Job: Edit the items below so that "rough mask" becomes "coarse mask", and leave every other part the same.

Available data:
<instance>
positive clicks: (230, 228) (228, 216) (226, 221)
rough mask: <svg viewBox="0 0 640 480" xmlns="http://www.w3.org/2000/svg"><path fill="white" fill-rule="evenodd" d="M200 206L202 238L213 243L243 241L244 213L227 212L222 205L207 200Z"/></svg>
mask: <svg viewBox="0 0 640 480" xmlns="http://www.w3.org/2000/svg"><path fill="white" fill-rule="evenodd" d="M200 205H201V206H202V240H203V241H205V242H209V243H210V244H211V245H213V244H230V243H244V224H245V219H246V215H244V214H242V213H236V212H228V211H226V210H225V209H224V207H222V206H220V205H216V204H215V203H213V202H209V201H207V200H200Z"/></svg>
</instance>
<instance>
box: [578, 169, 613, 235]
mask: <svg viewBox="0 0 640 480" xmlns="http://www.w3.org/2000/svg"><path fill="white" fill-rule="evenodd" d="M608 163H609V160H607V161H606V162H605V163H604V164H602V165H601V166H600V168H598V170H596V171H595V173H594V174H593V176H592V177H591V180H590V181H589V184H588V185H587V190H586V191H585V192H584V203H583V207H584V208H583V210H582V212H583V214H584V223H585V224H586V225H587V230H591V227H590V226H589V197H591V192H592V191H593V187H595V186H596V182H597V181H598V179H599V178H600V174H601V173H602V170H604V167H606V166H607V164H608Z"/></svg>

Your response:
<instance>
positive clicks: (230, 228) (228, 216) (226, 221)
coarse mask: <svg viewBox="0 0 640 480" xmlns="http://www.w3.org/2000/svg"><path fill="white" fill-rule="evenodd" d="M200 206L202 238L213 243L243 241L244 213L227 212L222 205L207 200Z"/></svg>
mask: <svg viewBox="0 0 640 480" xmlns="http://www.w3.org/2000/svg"><path fill="white" fill-rule="evenodd" d="M200 205H201V206H202V240H203V241H205V242H209V243H210V244H211V245H213V244H230V243H244V224H245V219H246V215H244V214H242V213H236V212H228V211H226V210H225V209H224V207H222V206H220V205H216V204H215V203H213V202H209V201H207V200H200Z"/></svg>
</instance>
<instance>
box: [578, 169, 613, 235]
mask: <svg viewBox="0 0 640 480" xmlns="http://www.w3.org/2000/svg"><path fill="white" fill-rule="evenodd" d="M608 163H609V160H607V161H606V162H605V163H604V164H602V165H601V166H600V168H598V170H596V171H595V173H594V174H593V176H592V177H591V180H590V181H589V184H588V185H587V190H586V191H585V192H584V203H583V207H584V208H583V210H582V212H583V214H584V223H585V224H586V225H587V230H591V227H590V226H589V197H591V192H592V191H593V187H595V186H596V182H597V181H598V179H599V178H600V174H601V173H602V170H604V167H606V166H607V164H608Z"/></svg>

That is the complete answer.